W4NEQ

Improving audio fidelity for HF single sideband (and AM )
still under intensive revision 2012

Microphone content has been split to another page
Christopher Scott Bowling Green, KY

Although somewhat different animals,  AM-FM audio processing techniques can be applied to ssb transmission to achieve some improvement in the audio quality.  The first step is to ask what exactly we are trying to achieve? Maximum loudness equates to the highest rms value audio waveform, usually produced by a combination of dynamic compression and clipping. Maximum fidelity minimizes distortion and maximizes frequency response.

There is significant controversy about unnecessarily wide occupied voice channel bandwidth being " more than your fair share." You have to ask yourself whether 50 Hz to 15 kHz audio frequency response is necessary or advisable. I can't answer that but I can tell you that a100 Hz to 7kHz voice bandwidth sounds very natural. In the case of ssb, adding just a bit more to the 2.4 or 2.7 kHz normal bandwidth, say 500 Hz, adds a lot to the perceived quality.

Back to our basic question: Are we after maximum intelligibility (through a noisy medium), or the most natural sound? You can't maximize both, but you can get close - loud and clean audio processing can be done - radio broadcasters do it all the time. And for voice, the complexity is much less.

Why does SSB have inferior audio quality compared to AM and FM?

Theoretically, (and practically with elaborate methods) ssb can sound just as good as AM, but two factors make it more difficult: First, traditional ssb generation has been done using a balanced modulator feeding a narrow-bandwidth crystal filter. Frequency response is limited due to the filter. A wider filter could be used for more transmit audio bandwidth, OR with modern radios using dsp filtering, frequency response can be opened up.

Secondly, and perhaps more significant is that, with a suppressed carrier, very precise tuning with bfo and product detector is needed but impossible by manual methods, and this not only creates a slight voice pitch offset, it creates another interesting effect - a vocal vowel resonance at, say 400 hertz has natural harmonics at 800 and 1200 hertz - precise multiples of the fundamental tone. With a 10 hertz mis-tuning, these are not multiplied but additively shifted - 410, 810, and 1210 hertz - and they are no longer harmonically related. That's why it sounds funky. This latter problem has been largely overcome by injecting a pilot tone (or burst) into the transmit audio at a precisely known frequency, and using a phase-lock-loop on the receive end to ensure correct tuning - remember those early space flight communications with the embedded "beep" in each transmission?

Primary to all our further discussions is understanding some key audio quality metrics. It's important to be able to individually identify undesirable artifacts before we can find a remedy. Our goals for loud and clear audio are:

  1. Minimize audio waveform distortion,
  2. Control frequency response (audio bandwidth and bass / treble), appropriate for our purpose.
  3. Maximize signal-to-noise (loudness) through moderate agc / limiting / clipping (dynamic processing).

The most important factors for low distortion ssb and extended frequency response ssb are (essentially) choice of rig, and optimal drive level adjustment to an amplifier - which I personally can't do without seeing the rf envelope on an oscilloscope.  While surfing some "hi-fi" ssb and am web sites, I see some hams have virtual recording studios grafted onto their hamshack, including very expensive microphones, but no scope to get maximum peak output without clipping (or negatively over-modulating in the case of am). I can only presume that these folks are unfamiliar with its use. The scope is a great tool in adjusting for best quality. Two-tone testing with a spectrum analyzer measures the non-linearity of the ssb generation and amplification, which causes audio distortion, but isn't practical for most hams.
────────────────────
**Jobs:**
#1 Name each goal for loud and clear audio that the text on SSB audio fidelity lists.
#2 Write the next part of the text on SSB audio fidelity, picking up after its last sentence.

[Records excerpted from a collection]
────────────────────
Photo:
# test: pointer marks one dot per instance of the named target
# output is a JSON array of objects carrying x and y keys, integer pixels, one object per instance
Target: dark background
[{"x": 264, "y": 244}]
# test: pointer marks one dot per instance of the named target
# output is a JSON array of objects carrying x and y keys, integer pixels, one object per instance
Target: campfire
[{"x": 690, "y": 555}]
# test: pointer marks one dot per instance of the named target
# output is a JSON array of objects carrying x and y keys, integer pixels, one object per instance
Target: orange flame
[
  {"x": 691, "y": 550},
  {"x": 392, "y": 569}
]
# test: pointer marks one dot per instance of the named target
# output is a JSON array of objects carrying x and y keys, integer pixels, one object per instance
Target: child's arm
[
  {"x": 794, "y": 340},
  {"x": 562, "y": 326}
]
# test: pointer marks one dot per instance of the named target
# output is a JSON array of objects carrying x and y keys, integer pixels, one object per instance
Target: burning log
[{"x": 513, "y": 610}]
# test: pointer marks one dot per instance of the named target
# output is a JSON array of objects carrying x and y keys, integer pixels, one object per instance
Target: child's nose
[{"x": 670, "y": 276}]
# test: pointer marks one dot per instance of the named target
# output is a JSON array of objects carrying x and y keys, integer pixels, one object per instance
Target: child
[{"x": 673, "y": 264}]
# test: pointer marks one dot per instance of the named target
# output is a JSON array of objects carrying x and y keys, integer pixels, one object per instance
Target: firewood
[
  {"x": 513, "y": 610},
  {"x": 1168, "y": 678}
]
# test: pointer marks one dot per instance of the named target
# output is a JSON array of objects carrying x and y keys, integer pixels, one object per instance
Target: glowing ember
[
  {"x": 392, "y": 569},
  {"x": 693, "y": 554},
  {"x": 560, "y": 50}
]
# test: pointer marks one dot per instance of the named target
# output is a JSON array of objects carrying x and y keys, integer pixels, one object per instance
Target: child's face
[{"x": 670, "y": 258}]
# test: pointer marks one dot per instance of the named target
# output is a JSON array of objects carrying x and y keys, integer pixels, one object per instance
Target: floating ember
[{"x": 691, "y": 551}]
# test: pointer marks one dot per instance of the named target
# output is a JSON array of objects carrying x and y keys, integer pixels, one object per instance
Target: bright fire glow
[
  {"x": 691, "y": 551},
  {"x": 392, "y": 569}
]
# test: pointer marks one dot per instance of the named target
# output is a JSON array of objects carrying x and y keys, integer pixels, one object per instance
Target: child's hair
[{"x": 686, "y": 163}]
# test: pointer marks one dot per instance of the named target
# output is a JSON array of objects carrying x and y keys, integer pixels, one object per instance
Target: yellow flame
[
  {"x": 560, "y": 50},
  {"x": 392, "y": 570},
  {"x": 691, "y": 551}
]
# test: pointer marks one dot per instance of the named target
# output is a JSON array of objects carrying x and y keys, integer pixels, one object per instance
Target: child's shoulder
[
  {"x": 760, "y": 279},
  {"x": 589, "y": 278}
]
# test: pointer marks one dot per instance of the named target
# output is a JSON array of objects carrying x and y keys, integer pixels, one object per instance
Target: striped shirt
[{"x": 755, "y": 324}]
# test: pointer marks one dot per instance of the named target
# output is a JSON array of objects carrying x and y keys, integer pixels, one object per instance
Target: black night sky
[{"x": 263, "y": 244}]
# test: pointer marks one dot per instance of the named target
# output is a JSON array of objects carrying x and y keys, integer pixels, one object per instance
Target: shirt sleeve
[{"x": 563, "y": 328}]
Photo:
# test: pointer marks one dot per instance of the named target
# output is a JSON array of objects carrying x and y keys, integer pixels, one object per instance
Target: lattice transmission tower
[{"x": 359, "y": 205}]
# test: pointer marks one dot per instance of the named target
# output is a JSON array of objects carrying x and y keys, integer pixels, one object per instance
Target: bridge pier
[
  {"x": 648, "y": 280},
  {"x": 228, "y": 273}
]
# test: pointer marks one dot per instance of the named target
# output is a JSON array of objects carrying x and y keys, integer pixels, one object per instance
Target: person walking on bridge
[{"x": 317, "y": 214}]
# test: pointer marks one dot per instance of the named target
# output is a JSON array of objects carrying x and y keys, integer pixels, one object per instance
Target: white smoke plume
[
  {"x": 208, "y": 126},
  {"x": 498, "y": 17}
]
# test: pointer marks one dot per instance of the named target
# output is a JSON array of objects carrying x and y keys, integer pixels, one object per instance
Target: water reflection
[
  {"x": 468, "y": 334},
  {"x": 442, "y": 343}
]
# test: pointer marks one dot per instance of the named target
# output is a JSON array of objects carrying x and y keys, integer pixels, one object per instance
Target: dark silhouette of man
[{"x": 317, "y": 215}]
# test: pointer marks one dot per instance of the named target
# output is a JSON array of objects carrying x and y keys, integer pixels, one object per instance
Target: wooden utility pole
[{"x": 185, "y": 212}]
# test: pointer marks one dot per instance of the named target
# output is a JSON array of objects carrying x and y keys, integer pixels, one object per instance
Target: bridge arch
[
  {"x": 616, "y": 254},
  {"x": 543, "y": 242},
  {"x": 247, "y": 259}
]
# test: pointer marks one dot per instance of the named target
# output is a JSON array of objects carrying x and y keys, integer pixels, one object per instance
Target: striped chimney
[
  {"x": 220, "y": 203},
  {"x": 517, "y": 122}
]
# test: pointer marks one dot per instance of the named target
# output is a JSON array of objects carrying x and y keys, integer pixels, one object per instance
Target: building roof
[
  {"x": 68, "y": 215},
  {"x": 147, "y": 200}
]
────────────────────
**Exercise answers:**
#1
1. Minimize audio waveform distortion.
2. Control frequency response (audio bandwidth and bass/treble), appropriate for the purpose.
3. Maximize signal-to-noise (loudness) through moderate AGC, limiting, or clipping (dynamic processing).

#2
--

The other major quality determining element (perhaps the one which most people perceive first) - limited primarily by the rig is the audio frequency response.  Traditional ssb transmitters generate double sideband using a balanced modulator, then pass only usb or lsb through a crystal filter, the width of which determines the maximum audio bandwidth (frequency response).  Typically this is quantified at the -3 dB points, for example, on the bass end - 300 Hertz and, on the treble end - 2700 Hertz may be 3 dB below the center response.  This does not mean that everything below and above are completely absent, but rather are rolled off with a more-or-less steep slope. And although this audio bandwidth is reasonable for voice intelligibility, it's far from natural sounding.  A 2100 Hz bandwidth (300-2400) sounds even more unnatural. Many modern rigs using dsp generation with front-panel variable filtering, can pass lower than 200 hz and greater than 3000 hz at the -3dB points, which, assuming a receiver is used which has appropriately wide IF bandwidth and audio response, makes a noticeable improvement. But you quickly reach a point of diminishing returns. Keep in mind that as you increase receiver bandwidth, your signal-to-noise ratio is reduced. Personally, I think 200 to 3200 Hertz sounds pretty good for sideband. Response below 100 Hertz is generally undesirable, allowing hum, structurally transmitted table taps, P-pops, etc., to mix with the voice and unnecessarily contribute more intermodulation frequencies.

--

Achieving good Signal-to-noise ratio in this context, essentially translates to how much RF energy is getting to the receiver - to compete with noise and QRM. The peak (or average / RMS depending upon your method) audio energy, divided by the noise energy, within the receiver's audio passband (lotsa qualifiers here) equals signal-to-noise-ratio ("S/N"). Often, because you cannot get rid of the noise during actual measurement Signal + Noise divided by noise is used, which is close to the same for decent S/N. As an example for a 20 dB S/N, the audio power is 100 times that of the noise - (or 10 times the voltage). This 20 dB figure is pretty good, but we always like better - high-fidelity SN is subjective and quite relative to the context, but for the sake of comparison, a decent AM broadcast station will transmit at least 60 dB S/N - received SN will be less, subject to distance, propagation, and interference.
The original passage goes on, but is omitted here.